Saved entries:
● ● ● ●

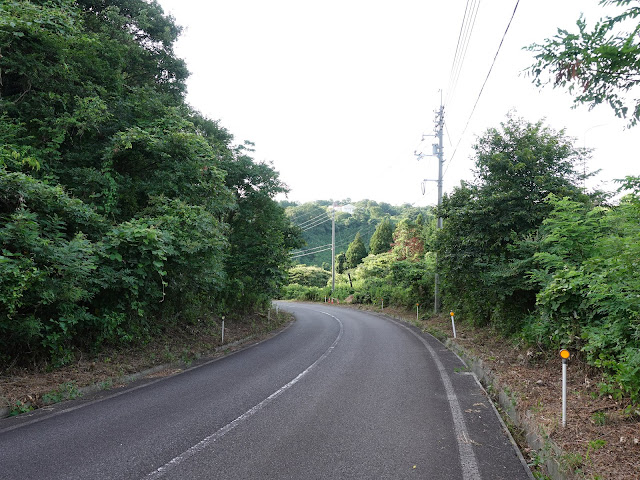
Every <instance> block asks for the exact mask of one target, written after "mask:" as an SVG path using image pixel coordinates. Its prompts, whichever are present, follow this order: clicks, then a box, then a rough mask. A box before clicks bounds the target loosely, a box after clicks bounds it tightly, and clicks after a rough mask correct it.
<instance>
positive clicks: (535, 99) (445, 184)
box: [159, 0, 640, 205]
mask: <svg viewBox="0 0 640 480" xmlns="http://www.w3.org/2000/svg"><path fill="white" fill-rule="evenodd" d="M159 3H160V4H161V5H162V6H163V8H164V10H165V12H167V13H170V14H171V15H173V16H174V17H175V19H176V21H177V23H178V24H179V25H181V26H183V27H184V32H183V34H182V37H181V39H180V40H179V41H178V43H177V45H176V53H177V54H178V56H179V57H181V58H184V59H185V60H186V62H187V65H188V67H189V70H190V71H191V77H190V79H189V81H188V96H187V100H188V102H189V103H190V104H191V105H193V106H194V107H195V108H196V109H197V110H199V111H201V112H202V113H203V114H205V115H206V116H208V117H209V118H211V119H214V120H220V124H221V125H222V126H223V127H225V128H227V129H228V130H229V131H230V133H232V134H233V135H234V137H235V141H236V143H242V142H243V141H244V140H245V139H246V140H251V141H253V142H255V144H256V151H255V158H256V160H258V161H270V162H273V165H274V168H275V169H276V170H278V171H279V172H280V176H281V179H282V180H283V181H284V182H285V183H286V184H287V185H289V187H290V189H291V192H290V194H289V195H288V199H289V200H294V201H299V202H306V201H312V200H320V199H335V200H341V199H345V198H347V197H349V198H351V199H352V200H353V201H356V200H362V199H365V198H368V199H371V200H376V201H379V202H388V203H391V204H394V205H400V204H402V203H415V204H416V205H433V204H435V203H437V194H436V185H435V182H428V184H427V189H426V194H425V195H422V192H421V186H420V184H421V182H422V180H423V179H427V178H429V179H435V178H436V177H437V161H436V159H435V158H434V157H425V158H424V159H423V160H421V161H418V160H417V159H416V157H415V156H414V154H413V152H414V150H416V148H418V147H419V144H420V145H421V149H422V150H423V151H424V153H431V144H432V143H433V142H434V140H433V139H432V138H426V140H425V141H424V142H423V143H420V140H421V138H422V135H423V133H424V134H432V133H433V126H434V124H433V121H434V118H435V115H434V110H436V109H437V108H438V107H439V104H440V93H439V90H440V89H442V90H443V91H444V97H445V98H446V97H447V93H448V88H449V80H450V72H451V67H452V62H453V58H454V53H455V48H456V43H457V40H458V36H459V33H460V27H461V23H462V19H463V14H464V11H465V6H466V3H467V2H466V0H446V1H445V0H440V1H435V0H394V1H391V0H385V1H381V0H341V1H338V0H324V1H322V2H320V1H314V2H311V1H308V0H269V1H266V0H209V1H204V0H159ZM515 4H516V0H485V1H481V2H480V7H479V10H478V15H477V19H476V22H475V27H474V30H473V34H472V37H471V41H470V42H469V47H468V51H467V54H466V57H465V61H464V64H463V67H462V72H461V75H460V79H459V82H458V84H457V88H456V89H455V91H454V94H453V97H452V98H451V99H450V100H449V101H448V102H447V104H446V110H445V123H446V124H447V131H448V134H445V140H444V147H445V148H444V151H445V167H444V168H445V170H446V175H445V178H444V190H445V192H450V191H451V190H452V189H453V187H454V186H456V185H458V184H459V182H460V180H463V179H466V180H469V179H471V178H472V171H471V170H472V168H473V160H472V159H471V153H472V151H471V145H472V144H473V143H474V141H475V139H476V137H477V136H478V135H482V133H483V132H485V131H486V129H487V128H490V127H498V126H499V123H500V122H501V121H503V120H505V119H506V115H507V113H508V112H509V111H510V110H511V109H515V110H516V111H517V114H518V115H520V116H522V117H524V118H525V119H526V120H529V121H532V122H535V121H537V120H540V119H542V118H546V121H547V124H548V125H549V126H551V127H553V128H554V129H558V130H559V129H562V128H565V129H566V130H567V133H568V134H569V135H570V136H573V137H575V138H576V144H577V145H578V146H586V147H591V148H595V149H596V150H595V152H594V154H593V160H592V162H591V164H590V166H589V168H591V169H592V170H596V169H602V173H601V174H600V176H599V177H598V180H597V182H598V184H599V185H600V187H601V188H605V189H607V190H610V191H612V190H615V189H616V188H617V185H616V184H615V183H613V182H612V180H613V179H616V178H622V177H624V176H626V175H638V174H640V171H639V170H640V169H639V168H638V162H637V160H638V153H637V152H638V151H639V147H640V142H639V139H640V126H638V127H635V128H632V129H630V130H625V128H624V127H625V125H626V122H625V121H623V120H620V119H618V118H616V117H615V115H614V114H613V111H612V110H611V109H610V108H608V107H607V106H600V107H598V108H596V109H594V110H592V111H589V110H588V109H587V107H579V108H578V109H575V110H574V109H571V106H572V98H571V96H570V95H569V94H568V93H566V92H564V91H563V90H559V89H557V90H553V89H551V87H546V88H544V89H543V90H538V89H536V88H535V87H534V86H533V85H532V83H531V81H530V79H528V78H526V77H525V76H524V75H523V74H522V73H521V72H522V70H524V69H525V68H526V67H528V66H529V65H531V64H532V63H533V54H532V53H531V52H527V51H523V50H522V47H524V46H526V45H529V44H531V43H534V42H537V43H542V42H543V41H544V39H545V38H548V37H551V36H553V35H554V34H555V33H556V32H557V28H558V27H562V28H565V29H569V30H570V31H576V30H577V28H576V26H575V21H576V20H577V18H578V17H579V15H580V12H584V13H585V15H586V18H587V21H589V23H592V22H595V21H596V20H597V19H598V18H600V17H601V16H603V14H604V13H606V11H605V10H603V8H602V7H600V6H599V5H598V1H597V0H553V1H552V0H521V1H520V4H519V7H518V10H517V11H516V14H515V18H514V20H513V23H512V25H511V27H510V29H509V32H508V33H507V36H506V39H505V42H504V45H503V47H502V50H501V51H500V54H499V56H498V60H497V62H496V65H495V67H494V69H493V72H492V73H491V76H490V78H489V81H488V83H487V86H486V87H485V89H484V92H483V94H482V96H481V98H480V102H479V104H478V107H477V109H476V111H475V113H474V115H473V117H472V119H471V122H470V124H469V127H468V129H467V131H466V134H465V135H464V136H463V137H462V140H461V142H460V146H459V148H458V150H457V152H456V154H455V157H454V158H453V160H452V161H450V158H451V155H452V154H453V152H454V149H455V146H456V145H457V144H458V142H459V139H460V138H461V135H462V132H463V130H464V126H465V124H466V123H467V120H468V118H469V114H470V113H471V109H472V107H473V104H474V102H475V101H476V98H477V97H478V93H479V91H480V88H481V86H482V82H483V81H484V79H485V77H486V75H487V72H488V70H489V67H490V66H491V62H492V60H493V58H494V56H495V53H496V50H497V48H498V45H499V43H500V39H501V38H502V35H503V33H504V31H505V28H506V26H507V23H508V21H509V18H510V17H511V14H512V12H513V9H514V6H515ZM607 11H608V12H611V11H612V10H611V9H609V10H607ZM614 11H615V10H614ZM602 182H605V183H604V184H603V183H602ZM595 184H596V181H592V182H591V186H593V185H595Z"/></svg>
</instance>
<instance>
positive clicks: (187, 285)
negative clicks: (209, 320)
mask: <svg viewBox="0 0 640 480" xmlns="http://www.w3.org/2000/svg"><path fill="white" fill-rule="evenodd" d="M179 33H180V29H179V27H177V26H176V25H175V24H174V22H173V20H172V19H171V18H170V17H167V16H165V15H164V13H163V11H162V9H161V7H160V6H159V5H158V4H157V3H156V2H155V1H146V0H113V1H109V2H104V1H94V0H55V1H32V2H24V1H3V2H2V3H1V4H0V52H1V53H2V55H1V56H0V75H1V77H0V352H1V353H0V362H8V361H12V360H13V359H20V358H26V357H27V356H30V357H33V356H35V357H41V358H49V359H51V360H53V361H54V363H65V362H67V361H69V360H70V359H71V358H72V356H73V354H74V350H75V349H76V348H97V347H99V346H100V345H103V344H105V343H107V344H117V343H123V342H124V343H131V342H139V341H145V339H148V338H149V337H150V336H151V335H153V334H154V333H156V332H159V331H162V329H163V327H164V326H167V325H172V324H176V323H179V322H190V321H195V320H196V319H199V318H202V317H203V316H206V315H209V314H211V313H218V314H220V313H226V312H229V311H231V310H234V311H235V310H238V309H241V310H244V309H249V308H256V307H260V306H261V305H263V304H264V303H266V302H268V301H269V299H270V298H271V297H272V296H273V295H274V293H275V292H276V291H277V290H278V288H279V287H280V286H281V285H282V284H283V283H284V282H285V279H286V269H287V267H288V265H289V259H288V252H289V250H291V249H292V248H295V247H299V246H300V245H301V243H300V237H299V234H300V232H299V230H298V229H296V228H295V227H293V226H292V225H291V222H290V221H289V219H288V218H287V217H286V216H285V214H284V209H283V208H282V207H280V206H279V205H278V204H277V203H276V202H275V201H274V200H273V199H274V197H275V195H276V194H278V193H282V192H284V191H286V187H285V186H284V185H283V184H282V183H281V182H280V180H279V178H278V174H277V172H275V171H274V170H273V168H272V167H271V166H270V165H266V164H261V163H256V162H254V161H253V159H252V158H251V156H250V149H249V148H247V146H245V145H242V146H239V147H238V146H234V145H233V137H232V136H231V135H230V134H229V133H228V132H227V131H226V130H225V129H224V128H222V127H220V126H219V125H218V124H217V123H216V122H213V121H211V120H208V119H206V118H204V117H202V116H201V115H200V114H199V113H197V112H196V111H194V110H193V109H192V108H191V107H189V106H188V105H187V104H186V103H185V101H184V92H185V79H186V78H187V74H188V72H187V69H186V66H185V64H184V62H183V61H182V60H180V59H178V58H176V56H175V55H174V53H173V43H174V42H175V40H176V39H177V37H178V35H179Z"/></svg>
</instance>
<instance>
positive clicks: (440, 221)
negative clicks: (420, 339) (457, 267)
mask: <svg viewBox="0 0 640 480" xmlns="http://www.w3.org/2000/svg"><path fill="white" fill-rule="evenodd" d="M435 124H436V128H435V133H436V137H438V143H437V144H434V145H433V150H434V154H435V155H436V156H437V157H438V208H440V205H442V166H443V165H444V152H443V145H442V132H443V130H444V105H442V92H440V109H439V110H438V111H436V120H435ZM441 228H442V217H438V230H439V229H441ZM434 283H435V288H434V290H435V292H434V298H433V313H436V314H437V313H438V312H439V311H440V273H438V259H437V257H436V276H435V281H434Z"/></svg>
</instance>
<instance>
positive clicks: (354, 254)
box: [346, 232, 367, 268]
mask: <svg viewBox="0 0 640 480" xmlns="http://www.w3.org/2000/svg"><path fill="white" fill-rule="evenodd" d="M366 256H367V249H366V247H365V246H364V242H363V241H362V237H361V236H360V232H358V233H356V238H354V239H353V242H351V243H350V244H349V248H347V253H346V260H347V261H346V267H347V268H355V267H357V266H358V264H360V263H361V262H362V259H363V258H364V257H366Z"/></svg>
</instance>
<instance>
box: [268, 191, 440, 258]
mask: <svg viewBox="0 0 640 480" xmlns="http://www.w3.org/2000/svg"><path fill="white" fill-rule="evenodd" d="M280 205H281V206H282V207H284V208H285V212H286V214H287V216H288V217H289V218H290V219H291V221H292V222H293V223H294V224H295V225H297V226H299V227H300V228H301V229H302V230H303V236H304V239H305V241H306V242H307V245H306V246H305V247H303V248H302V249H300V251H298V252H294V254H293V257H294V258H293V260H294V262H296V263H301V264H305V265H315V266H318V267H323V268H325V269H329V268H330V267H331V217H332V213H333V201H331V200H316V201H314V202H307V203H303V204H298V203H294V202H288V201H282V202H280ZM347 205H348V206H352V207H353V208H349V207H347V208H345V210H348V211H353V213H352V214H350V213H348V211H340V210H341V209H340V207H341V206H347ZM431 210H432V209H431V207H414V206H412V205H410V204H404V205H401V206H393V205H390V204H388V203H384V202H380V203H378V202H376V201H373V200H360V201H358V202H352V201H351V200H350V199H346V200H342V201H339V202H336V212H335V219H336V220H335V221H336V255H338V254H339V253H340V252H346V251H347V248H348V247H349V244H350V243H351V242H352V241H353V239H354V238H355V236H356V234H357V233H358V232H360V235H361V236H362V239H363V241H364V243H365V245H366V247H367V250H368V249H369V240H370V239H371V236H372V235H373V233H374V232H375V230H376V227H377V226H378V224H379V223H380V222H382V220H384V219H385V218H387V217H388V218H389V220H390V221H391V224H392V226H393V227H395V225H397V223H398V222H399V221H400V220H403V219H409V220H415V219H416V218H417V217H418V215H420V214H422V216H423V218H424V219H425V220H428V219H430V218H431V216H432V213H431Z"/></svg>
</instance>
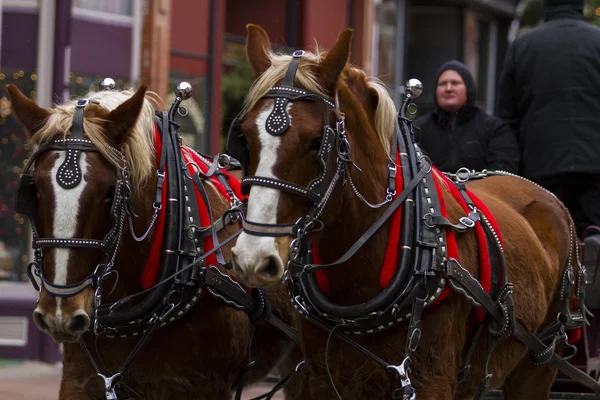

● ● ● ●

TASK DETAILS:
Could you give the lines again starting at the top of the Saved entries and ending at the line containing "box: [159, 0, 640, 205]", switching "positive clicks" to "foreground clicks" and leaving everything else unchanged, with no pictures in your answer?

SOLUTION TO THIS PROBLEM:
Every <instance> block asks for the exact mask of one target, written after "mask:" as an SVG path using image pixel coordinates. Its prompts, whichever are present, follow this order: clicks, then a box, then a rough mask. A box before clicks bounds the target loosely, a box after clicks bounds it tightly, and clicks after a rough mask correct it.
<instance>
foreground clicks: (535, 99) (445, 184)
box: [159, 0, 640, 205]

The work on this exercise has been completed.